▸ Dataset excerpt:

________

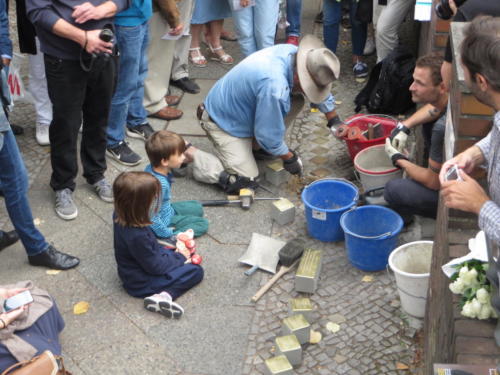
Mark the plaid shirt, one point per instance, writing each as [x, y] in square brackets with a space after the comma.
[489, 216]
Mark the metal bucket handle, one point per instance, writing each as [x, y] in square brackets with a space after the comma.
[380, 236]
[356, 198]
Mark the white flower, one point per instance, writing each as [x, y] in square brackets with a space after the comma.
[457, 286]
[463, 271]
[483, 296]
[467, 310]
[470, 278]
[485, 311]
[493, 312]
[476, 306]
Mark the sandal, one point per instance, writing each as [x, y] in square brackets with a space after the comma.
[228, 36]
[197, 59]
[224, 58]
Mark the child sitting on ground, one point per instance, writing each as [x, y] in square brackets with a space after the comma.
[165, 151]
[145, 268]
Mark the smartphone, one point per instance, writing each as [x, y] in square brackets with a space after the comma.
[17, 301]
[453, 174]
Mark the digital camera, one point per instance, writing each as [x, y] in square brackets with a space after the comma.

________

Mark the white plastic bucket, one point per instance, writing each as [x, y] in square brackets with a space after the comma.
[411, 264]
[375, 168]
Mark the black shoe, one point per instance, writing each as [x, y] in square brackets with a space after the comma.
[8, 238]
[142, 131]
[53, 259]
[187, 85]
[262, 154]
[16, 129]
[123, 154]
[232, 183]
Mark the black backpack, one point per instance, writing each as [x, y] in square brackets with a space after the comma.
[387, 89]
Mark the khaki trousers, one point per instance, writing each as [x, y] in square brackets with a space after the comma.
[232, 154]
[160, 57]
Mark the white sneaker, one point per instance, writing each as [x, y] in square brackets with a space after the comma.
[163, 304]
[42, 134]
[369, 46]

________

Please rewrite the material starting at the line containing "Mark the child" and ending at the line containing "Mark the digital". Replace "smartphone" with "mobile phone" and leave everything else unchanged.

Mark the child sitting on ground, one point per instance, writing each as [x, y] in square brackets with a space after the comma.
[165, 151]
[145, 268]
Mark the mobile phone, one point per instance, writing each as [x, y] in square brackets with a space after the comma.
[17, 301]
[453, 174]
Mark the digital camera, one point per instance, writing each as [x, y] in square brackets with a space after the comma.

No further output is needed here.